> Task goal: Copy out the listing below with each "top-left corner" changed to "upper-left corner" and everything else left as it is. Leave the pictures out.

[START Record list]

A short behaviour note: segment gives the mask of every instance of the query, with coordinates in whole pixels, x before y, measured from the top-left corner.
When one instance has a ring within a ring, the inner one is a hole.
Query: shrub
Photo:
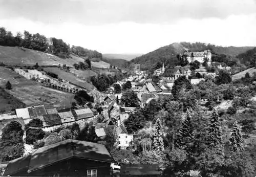
[[[230,106],[227,108],[227,113],[232,115],[237,113],[237,108],[233,106]]]

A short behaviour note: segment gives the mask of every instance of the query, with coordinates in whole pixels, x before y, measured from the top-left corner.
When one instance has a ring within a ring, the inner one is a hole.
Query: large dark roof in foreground
[[[112,158],[104,145],[87,141],[66,140],[40,148],[31,154],[10,161],[4,174],[20,170],[29,173],[72,157],[111,162]]]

[END Record list]

> Answer to the problem:
A short behaviour note: segment gives the mask of every instance of the query, with coordinates in whole pixels, x before y, measured from the upper-left corner.
When one instance has a ring within a ring, the inner one is a hole.
Query: shrub
Photo:
[[[230,106],[227,108],[227,113],[232,115],[237,113],[237,108],[233,106]]]

A short behaviour note: segment gives the mask of every instance of the query, with coordinates in whole pixels, x before y, measured from the upper-left corner.
When one instance has a ring within a ring, the inner one is a hole.
Query: large dark roof in foreground
[[[112,158],[104,145],[87,141],[66,140],[40,148],[31,154],[10,161],[4,174],[20,170],[29,173],[72,157],[111,162]]]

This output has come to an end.